-- start Input data --

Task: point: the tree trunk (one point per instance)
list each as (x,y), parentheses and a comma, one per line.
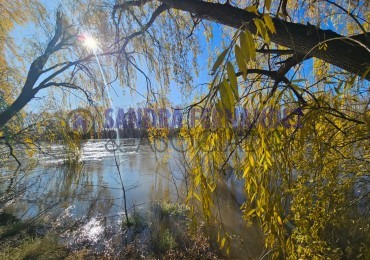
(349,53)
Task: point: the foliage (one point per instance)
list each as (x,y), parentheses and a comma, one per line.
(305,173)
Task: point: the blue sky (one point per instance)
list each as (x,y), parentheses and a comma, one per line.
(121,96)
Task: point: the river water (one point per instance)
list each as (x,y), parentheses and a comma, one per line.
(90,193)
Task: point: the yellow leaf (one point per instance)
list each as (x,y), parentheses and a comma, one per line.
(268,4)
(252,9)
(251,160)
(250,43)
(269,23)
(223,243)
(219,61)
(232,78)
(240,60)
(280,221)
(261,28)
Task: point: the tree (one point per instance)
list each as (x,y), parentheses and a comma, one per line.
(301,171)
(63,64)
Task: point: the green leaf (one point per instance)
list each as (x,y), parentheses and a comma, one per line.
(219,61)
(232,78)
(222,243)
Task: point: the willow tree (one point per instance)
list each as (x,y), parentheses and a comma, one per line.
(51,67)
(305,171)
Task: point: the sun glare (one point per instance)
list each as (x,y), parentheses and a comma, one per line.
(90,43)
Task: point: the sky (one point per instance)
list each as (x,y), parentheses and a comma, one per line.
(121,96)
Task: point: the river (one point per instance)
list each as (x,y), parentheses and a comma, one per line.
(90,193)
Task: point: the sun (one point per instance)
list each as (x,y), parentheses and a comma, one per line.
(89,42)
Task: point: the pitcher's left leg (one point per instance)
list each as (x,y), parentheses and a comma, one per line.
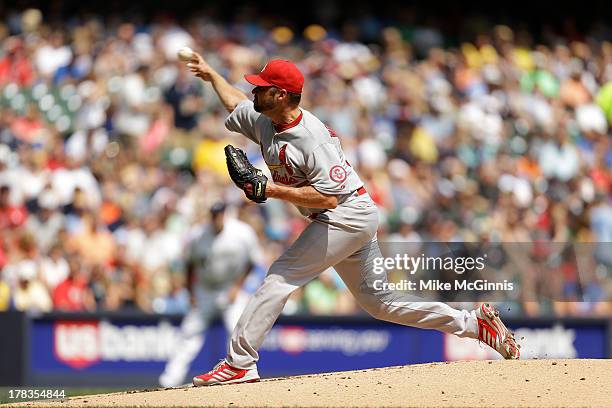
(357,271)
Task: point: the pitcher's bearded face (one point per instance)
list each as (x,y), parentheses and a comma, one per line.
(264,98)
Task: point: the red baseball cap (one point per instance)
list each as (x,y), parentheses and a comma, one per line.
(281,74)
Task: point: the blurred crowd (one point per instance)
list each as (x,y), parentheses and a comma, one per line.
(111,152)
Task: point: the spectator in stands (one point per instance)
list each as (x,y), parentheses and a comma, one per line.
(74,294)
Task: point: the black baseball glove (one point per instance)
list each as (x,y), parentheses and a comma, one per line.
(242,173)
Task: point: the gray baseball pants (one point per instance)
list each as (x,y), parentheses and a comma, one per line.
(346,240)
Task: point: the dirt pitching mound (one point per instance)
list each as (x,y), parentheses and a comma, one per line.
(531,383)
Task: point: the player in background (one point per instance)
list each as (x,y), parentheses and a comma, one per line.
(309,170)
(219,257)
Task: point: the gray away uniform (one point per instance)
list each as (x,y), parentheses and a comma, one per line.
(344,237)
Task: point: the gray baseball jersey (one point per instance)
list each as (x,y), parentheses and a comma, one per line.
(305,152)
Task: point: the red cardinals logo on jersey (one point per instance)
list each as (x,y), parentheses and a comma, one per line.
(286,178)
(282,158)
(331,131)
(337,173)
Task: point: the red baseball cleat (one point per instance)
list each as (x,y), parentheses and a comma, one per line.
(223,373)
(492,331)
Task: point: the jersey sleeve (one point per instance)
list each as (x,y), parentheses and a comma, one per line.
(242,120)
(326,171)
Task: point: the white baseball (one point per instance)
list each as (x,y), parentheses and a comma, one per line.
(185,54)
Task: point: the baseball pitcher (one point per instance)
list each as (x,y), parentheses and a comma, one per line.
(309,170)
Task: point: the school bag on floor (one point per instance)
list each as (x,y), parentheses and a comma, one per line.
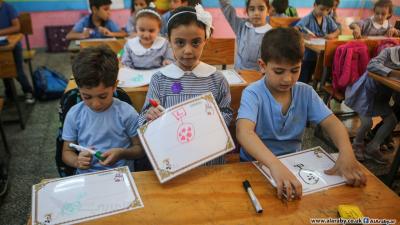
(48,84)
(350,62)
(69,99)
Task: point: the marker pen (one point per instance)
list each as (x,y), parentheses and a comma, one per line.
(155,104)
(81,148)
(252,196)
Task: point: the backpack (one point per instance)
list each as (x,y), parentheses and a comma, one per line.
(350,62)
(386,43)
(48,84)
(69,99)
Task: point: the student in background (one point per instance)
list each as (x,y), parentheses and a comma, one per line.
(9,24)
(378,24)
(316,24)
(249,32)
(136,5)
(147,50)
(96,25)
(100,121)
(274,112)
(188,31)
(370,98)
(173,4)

-- end Input data --

| Problem description |
Output only the lines running from the line with "Task: point: the school" through the last line of the entries above, inclusive, with pictures excluded.

| Exercise output |
Task: point: the school bag on floor (one point per instance)
list each as (x,y), parentheses and a comma, one per line.
(48,84)
(350,62)
(69,99)
Task: point: the marker pen (one point per instance)
list each as (x,y), parentheses and a comma, one per line.
(155,104)
(81,148)
(252,196)
Task: point: the backpack (one point per instance)
list each as (x,y), parentheses and a comma, one per line.
(350,62)
(386,43)
(48,84)
(69,99)
Task: point: the student in background (one point per instance)
list each as (x,y), parentheses and a comma, one per line.
(9,24)
(378,24)
(316,24)
(249,32)
(136,5)
(147,50)
(96,25)
(100,121)
(274,112)
(188,31)
(370,98)
(173,4)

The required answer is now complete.